[Task statement]:
Reproduce every line of text in the records below verbatim, leaving out the pictures.

[Records for processing]:
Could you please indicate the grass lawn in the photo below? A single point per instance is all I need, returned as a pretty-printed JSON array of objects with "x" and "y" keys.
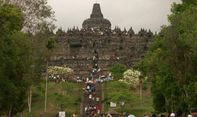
[
  {"x": 65, "y": 96},
  {"x": 118, "y": 92}
]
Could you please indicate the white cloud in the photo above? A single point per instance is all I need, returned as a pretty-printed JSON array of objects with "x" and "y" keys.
[{"x": 149, "y": 14}]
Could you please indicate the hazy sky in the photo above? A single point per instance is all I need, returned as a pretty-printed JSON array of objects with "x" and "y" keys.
[{"x": 148, "y": 14}]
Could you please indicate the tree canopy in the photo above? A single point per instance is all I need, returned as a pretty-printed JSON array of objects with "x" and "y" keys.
[{"x": 172, "y": 61}]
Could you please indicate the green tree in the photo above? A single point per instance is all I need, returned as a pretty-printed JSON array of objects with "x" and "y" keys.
[
  {"x": 14, "y": 61},
  {"x": 171, "y": 61}
]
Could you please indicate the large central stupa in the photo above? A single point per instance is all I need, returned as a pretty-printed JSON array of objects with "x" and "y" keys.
[{"x": 96, "y": 20}]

[Response to the task]:
Could you please indicate the grass lawn in the photo below? A single point per instance is all I need, returned as a pretty-printed JSON array of objects with "x" and "y" keys.
[
  {"x": 65, "y": 96},
  {"x": 118, "y": 92}
]
Could you please indicate the white cloud in the photo above? A single point per instance is all I need, returned as a pretty-printed JSON array of objects with "x" and "y" keys.
[{"x": 149, "y": 14}]
Could you please indicate the hazy sky in the photo above? A single point per instance is all I need, returned as a pretty-printed JSON array of objects with "x" and "y" keys.
[{"x": 148, "y": 14}]
Could you please indicate the tree canopy in the photo above? A single point per instance is all I need, returned as a pretty-printed JSON array of objects with "x" and "y" keys.
[{"x": 172, "y": 61}]
Could you please indicate the green tree in the photo above? A single point per instance is all I need, returned as a pretty-printed JSON array of objects with "x" and "y" keys.
[
  {"x": 14, "y": 61},
  {"x": 171, "y": 61}
]
Could you please indicate the large central stupa in the photo above? A single point per instance is all I need, returned as a pretty-printed JSON array of objects with "x" and "y" keys.
[{"x": 96, "y": 20}]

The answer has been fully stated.